=== Datos extraídos ===

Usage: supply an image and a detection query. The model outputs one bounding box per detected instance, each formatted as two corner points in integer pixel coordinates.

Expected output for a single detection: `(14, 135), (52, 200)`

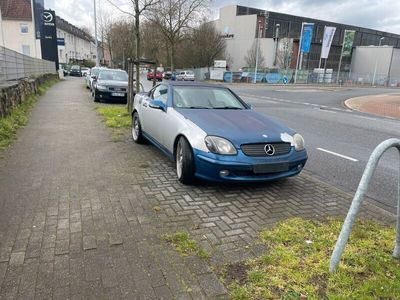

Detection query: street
(231, 85), (400, 212)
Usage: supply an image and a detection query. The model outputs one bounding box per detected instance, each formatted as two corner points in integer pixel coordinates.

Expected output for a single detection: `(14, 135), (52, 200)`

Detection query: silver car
(176, 71), (194, 81)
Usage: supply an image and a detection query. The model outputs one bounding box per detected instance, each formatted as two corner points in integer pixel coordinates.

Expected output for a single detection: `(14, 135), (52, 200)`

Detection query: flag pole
(294, 22), (304, 83)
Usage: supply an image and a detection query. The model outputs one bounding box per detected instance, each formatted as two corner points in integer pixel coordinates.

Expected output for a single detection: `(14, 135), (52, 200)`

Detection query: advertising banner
(32, 0), (44, 39)
(40, 10), (58, 70)
(321, 26), (336, 59)
(342, 30), (356, 56)
(300, 23), (314, 53)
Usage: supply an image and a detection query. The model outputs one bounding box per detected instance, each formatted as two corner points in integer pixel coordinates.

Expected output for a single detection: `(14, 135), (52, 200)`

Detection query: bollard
(329, 139), (400, 272)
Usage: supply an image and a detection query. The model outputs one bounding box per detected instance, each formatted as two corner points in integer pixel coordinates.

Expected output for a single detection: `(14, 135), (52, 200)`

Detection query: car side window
(152, 84), (168, 104)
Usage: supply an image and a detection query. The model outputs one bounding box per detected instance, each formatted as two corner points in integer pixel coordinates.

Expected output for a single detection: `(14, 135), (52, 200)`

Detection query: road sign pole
(294, 22), (304, 83)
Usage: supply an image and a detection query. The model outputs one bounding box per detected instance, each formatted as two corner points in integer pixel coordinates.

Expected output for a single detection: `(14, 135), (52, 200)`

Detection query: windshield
(99, 70), (128, 81)
(173, 86), (246, 109)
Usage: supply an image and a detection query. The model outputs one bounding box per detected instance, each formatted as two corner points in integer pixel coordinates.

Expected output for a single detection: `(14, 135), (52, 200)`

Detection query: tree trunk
(135, 0), (140, 93)
(171, 42), (175, 72)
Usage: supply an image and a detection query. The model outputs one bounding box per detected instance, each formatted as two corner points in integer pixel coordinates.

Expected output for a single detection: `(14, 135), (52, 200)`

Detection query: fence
(0, 46), (56, 82)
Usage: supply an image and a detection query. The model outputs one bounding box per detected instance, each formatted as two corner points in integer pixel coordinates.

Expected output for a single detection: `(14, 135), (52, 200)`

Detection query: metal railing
(0, 46), (56, 82)
(329, 139), (400, 272)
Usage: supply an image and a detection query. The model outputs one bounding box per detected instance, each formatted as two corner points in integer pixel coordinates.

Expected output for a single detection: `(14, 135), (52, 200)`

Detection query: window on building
(22, 45), (31, 55)
(20, 24), (29, 33)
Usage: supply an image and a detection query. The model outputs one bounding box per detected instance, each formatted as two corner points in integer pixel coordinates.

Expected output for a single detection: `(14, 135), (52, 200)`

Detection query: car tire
(93, 91), (100, 102)
(175, 137), (195, 184)
(131, 112), (144, 144)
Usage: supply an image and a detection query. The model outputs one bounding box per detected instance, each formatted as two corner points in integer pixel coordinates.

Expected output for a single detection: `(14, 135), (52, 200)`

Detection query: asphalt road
(230, 86), (400, 212)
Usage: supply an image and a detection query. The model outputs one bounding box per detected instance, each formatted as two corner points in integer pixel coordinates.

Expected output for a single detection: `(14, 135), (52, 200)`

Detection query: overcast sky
(45, 0), (400, 34)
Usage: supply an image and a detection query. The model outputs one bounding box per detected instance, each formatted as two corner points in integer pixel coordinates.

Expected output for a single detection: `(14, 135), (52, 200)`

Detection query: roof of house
(55, 15), (94, 42)
(0, 0), (32, 20)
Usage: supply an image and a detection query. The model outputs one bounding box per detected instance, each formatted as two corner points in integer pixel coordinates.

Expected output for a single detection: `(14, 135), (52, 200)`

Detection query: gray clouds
(212, 0), (400, 34)
(45, 0), (400, 34)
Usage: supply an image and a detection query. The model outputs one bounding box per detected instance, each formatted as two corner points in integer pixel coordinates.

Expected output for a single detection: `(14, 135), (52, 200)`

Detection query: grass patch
(227, 218), (400, 299)
(164, 232), (209, 259)
(0, 79), (59, 150)
(96, 105), (132, 142)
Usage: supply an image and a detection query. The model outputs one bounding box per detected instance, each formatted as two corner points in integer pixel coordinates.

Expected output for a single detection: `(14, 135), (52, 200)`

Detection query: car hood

===

Identifique cada línea del listado en la que aparezca la palabra "window" y cópiela.

• [Respuesta]
Detection query: car side window
Detection query: window on building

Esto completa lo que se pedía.